▶ YOUR INSTRUCTIONS: Write out, word for word, the section of the comment thread from "Do you just" to "Cause I would.".

▶ SOURCE DOCUMENT:
_ _ _ _ _ _ _
I like this post because it makes me long for a simpler time, when my biggest problem was… well, I don't even know what kind of problems I had at that age, but I can guarantee I'd prefer them to the current selection.
That chai tea sounds perfect right now.
Posts like these are my favorite. Thanks for adding to my good morning :)
Ah yes, farina…I thought I was the only one who had it served up for me and my 6 siblings…scrambling for the one seat that everyone wanted because it had the new shiny screws on top replacing the old ones…numerous fights and pushing for *that* chair and feeling like a king with that special bowl of warm milky grainy mush….Wow- I'm 6 again! Thanks…
Just caught the article in the NY Post (via primetime).
Do you just do back flips and slap yourself in the fact (to make sure it's real) every time you read something like that and realise (for the upteenth time) ….."that's me!"
Cause I would.
I would, too, Buffy!
Can't wait for your book tour to Chicago, Stephanie!
And I just have to add…the scabs, oh so gross slash hysterical! I'm totally laughing at how, in one moment in time, our minds trigger such funny memories!
_ _ _ _ _ _ _
▶ INFORMATION GIVEN:

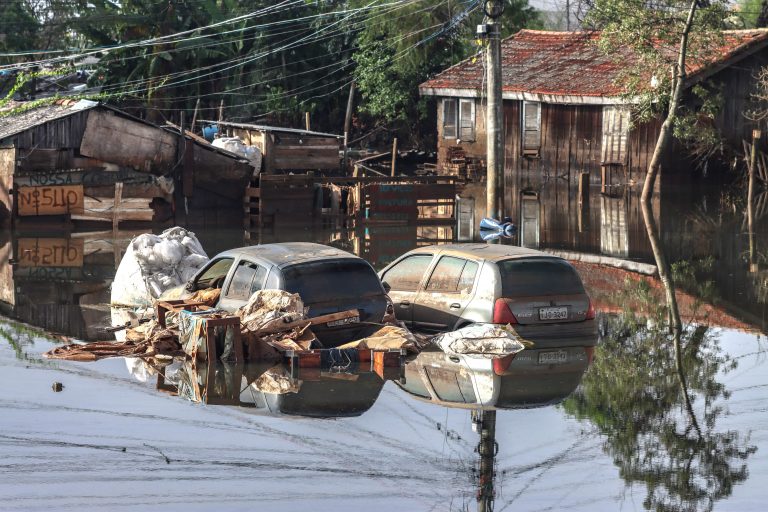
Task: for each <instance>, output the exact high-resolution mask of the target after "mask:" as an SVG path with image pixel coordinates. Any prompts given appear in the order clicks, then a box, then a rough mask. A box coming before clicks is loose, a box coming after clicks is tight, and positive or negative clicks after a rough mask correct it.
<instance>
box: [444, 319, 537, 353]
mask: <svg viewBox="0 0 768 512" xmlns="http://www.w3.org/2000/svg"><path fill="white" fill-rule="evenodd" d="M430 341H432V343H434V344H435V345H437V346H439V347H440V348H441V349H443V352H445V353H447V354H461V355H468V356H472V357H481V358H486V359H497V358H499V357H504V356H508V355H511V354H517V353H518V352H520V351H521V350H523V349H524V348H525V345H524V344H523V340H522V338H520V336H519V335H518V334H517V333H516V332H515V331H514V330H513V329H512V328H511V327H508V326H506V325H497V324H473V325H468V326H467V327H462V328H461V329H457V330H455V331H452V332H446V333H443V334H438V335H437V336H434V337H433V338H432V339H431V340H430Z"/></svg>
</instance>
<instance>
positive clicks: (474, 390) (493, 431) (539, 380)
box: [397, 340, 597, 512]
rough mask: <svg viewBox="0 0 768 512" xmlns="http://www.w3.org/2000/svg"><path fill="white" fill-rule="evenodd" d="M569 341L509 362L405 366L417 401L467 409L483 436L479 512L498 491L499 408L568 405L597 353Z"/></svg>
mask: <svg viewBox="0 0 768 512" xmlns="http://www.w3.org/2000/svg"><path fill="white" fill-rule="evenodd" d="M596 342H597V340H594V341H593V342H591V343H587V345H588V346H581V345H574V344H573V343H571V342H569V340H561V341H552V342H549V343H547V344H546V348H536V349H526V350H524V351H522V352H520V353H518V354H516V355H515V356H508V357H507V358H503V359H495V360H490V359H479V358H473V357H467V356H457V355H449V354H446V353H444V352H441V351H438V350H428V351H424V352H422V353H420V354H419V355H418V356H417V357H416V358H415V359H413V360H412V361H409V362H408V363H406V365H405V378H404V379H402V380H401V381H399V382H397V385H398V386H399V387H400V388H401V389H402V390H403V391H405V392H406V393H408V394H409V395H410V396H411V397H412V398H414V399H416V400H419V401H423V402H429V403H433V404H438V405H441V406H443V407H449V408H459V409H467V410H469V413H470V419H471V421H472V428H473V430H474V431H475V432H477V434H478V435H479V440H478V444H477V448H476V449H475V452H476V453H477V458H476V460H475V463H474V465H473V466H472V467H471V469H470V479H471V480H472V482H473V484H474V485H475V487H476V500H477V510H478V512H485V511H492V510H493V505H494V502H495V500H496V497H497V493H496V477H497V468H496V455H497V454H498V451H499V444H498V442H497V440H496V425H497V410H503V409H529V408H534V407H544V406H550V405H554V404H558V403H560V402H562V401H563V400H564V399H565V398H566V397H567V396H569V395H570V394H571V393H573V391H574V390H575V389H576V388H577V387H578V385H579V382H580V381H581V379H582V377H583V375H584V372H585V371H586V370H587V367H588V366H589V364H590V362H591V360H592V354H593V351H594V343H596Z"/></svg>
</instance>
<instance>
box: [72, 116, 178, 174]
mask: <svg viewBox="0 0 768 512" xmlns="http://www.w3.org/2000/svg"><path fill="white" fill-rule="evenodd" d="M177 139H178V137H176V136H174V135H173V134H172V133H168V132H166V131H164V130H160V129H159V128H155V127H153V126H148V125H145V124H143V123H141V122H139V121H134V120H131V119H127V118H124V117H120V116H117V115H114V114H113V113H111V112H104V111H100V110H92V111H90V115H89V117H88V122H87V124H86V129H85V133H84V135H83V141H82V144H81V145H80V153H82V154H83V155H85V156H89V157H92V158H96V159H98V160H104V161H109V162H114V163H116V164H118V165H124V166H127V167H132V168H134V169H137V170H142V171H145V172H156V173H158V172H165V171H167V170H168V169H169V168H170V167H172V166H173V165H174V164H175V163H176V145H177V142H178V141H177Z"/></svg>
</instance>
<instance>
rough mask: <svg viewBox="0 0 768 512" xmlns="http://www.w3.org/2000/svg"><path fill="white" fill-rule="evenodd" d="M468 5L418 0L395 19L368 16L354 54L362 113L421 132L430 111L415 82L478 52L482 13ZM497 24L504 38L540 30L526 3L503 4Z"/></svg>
_ _ _ _ _ _ _
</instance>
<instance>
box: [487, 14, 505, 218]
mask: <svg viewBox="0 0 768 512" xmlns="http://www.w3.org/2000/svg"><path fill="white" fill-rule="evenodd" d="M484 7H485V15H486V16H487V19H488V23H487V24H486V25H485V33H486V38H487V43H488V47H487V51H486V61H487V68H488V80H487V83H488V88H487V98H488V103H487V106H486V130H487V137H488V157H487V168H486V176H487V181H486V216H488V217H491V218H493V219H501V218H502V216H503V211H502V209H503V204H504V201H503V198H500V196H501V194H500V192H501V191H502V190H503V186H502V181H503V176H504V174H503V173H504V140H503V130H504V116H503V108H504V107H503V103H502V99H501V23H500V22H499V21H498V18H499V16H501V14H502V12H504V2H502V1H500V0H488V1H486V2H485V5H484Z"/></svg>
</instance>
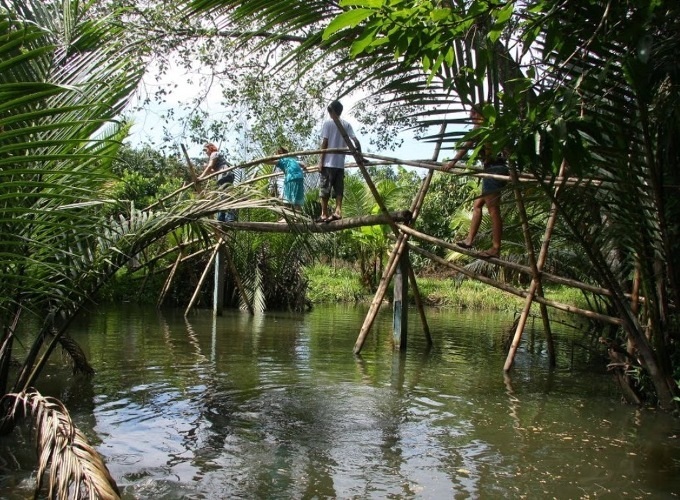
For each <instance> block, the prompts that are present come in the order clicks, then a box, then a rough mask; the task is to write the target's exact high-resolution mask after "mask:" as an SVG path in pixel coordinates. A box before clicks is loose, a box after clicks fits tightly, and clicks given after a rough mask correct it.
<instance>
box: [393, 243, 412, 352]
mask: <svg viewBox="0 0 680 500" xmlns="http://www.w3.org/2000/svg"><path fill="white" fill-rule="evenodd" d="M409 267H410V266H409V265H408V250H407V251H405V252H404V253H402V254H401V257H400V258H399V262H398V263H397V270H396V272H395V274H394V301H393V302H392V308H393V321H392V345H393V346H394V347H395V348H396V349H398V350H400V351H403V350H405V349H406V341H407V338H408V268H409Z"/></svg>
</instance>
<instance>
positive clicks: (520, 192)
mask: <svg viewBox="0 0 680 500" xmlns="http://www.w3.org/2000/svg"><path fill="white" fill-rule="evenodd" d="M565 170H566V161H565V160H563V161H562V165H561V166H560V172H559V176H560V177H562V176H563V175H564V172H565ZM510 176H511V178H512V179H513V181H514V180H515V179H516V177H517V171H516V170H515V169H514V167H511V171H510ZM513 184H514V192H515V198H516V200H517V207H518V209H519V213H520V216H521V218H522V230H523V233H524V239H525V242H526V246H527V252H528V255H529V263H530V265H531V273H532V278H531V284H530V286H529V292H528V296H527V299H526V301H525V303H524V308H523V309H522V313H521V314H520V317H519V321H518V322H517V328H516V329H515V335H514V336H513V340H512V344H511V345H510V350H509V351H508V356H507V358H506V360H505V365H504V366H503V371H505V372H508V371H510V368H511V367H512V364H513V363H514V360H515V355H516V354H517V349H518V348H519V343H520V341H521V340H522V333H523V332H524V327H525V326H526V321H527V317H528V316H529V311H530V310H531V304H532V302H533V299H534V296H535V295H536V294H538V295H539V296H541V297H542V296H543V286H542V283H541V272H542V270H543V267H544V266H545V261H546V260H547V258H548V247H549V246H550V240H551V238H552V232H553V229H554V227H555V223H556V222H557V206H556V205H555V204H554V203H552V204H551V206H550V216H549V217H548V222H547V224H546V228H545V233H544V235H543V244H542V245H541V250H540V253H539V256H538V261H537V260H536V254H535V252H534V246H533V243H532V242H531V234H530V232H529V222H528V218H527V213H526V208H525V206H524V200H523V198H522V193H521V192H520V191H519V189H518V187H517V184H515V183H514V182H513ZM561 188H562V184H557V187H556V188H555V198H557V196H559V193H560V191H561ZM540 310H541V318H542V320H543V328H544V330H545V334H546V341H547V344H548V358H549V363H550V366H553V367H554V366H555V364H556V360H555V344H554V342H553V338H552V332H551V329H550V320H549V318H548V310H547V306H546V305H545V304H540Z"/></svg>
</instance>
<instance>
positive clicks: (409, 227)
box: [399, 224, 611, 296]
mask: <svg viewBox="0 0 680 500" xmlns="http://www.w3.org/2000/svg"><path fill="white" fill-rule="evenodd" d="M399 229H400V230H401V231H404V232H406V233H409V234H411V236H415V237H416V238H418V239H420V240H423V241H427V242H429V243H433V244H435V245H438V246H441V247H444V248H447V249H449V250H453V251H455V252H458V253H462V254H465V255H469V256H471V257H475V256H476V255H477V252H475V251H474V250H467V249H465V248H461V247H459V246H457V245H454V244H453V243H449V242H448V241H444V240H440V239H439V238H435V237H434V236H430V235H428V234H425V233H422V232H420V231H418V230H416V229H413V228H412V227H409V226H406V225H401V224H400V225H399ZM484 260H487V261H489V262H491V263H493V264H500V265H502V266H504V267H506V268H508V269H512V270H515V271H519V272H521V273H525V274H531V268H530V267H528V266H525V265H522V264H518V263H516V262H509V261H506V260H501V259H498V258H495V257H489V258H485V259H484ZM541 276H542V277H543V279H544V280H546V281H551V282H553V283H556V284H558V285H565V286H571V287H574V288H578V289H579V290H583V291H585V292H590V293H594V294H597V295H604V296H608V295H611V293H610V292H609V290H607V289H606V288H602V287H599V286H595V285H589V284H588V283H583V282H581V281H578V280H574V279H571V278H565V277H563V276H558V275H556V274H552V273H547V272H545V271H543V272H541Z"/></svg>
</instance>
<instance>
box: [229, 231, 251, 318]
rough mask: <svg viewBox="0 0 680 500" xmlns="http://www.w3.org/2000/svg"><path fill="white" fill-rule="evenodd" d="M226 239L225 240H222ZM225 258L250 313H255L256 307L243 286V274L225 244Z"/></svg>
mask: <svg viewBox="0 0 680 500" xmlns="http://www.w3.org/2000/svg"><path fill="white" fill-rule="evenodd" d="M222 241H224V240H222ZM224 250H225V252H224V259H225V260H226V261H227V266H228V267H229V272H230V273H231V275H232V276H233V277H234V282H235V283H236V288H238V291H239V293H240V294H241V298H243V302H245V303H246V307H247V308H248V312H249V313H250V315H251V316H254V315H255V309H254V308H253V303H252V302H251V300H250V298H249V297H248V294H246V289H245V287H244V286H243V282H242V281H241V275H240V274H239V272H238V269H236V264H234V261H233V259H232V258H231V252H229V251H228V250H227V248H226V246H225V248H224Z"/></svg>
_ _ _ _ _ _ _
▶ ANSWER:
Do you just do back flips and slap yourself in the fact (to make sure it's real) every time you read something like that and realise (for the upteenth time) ….."that's me!"
Cause I would.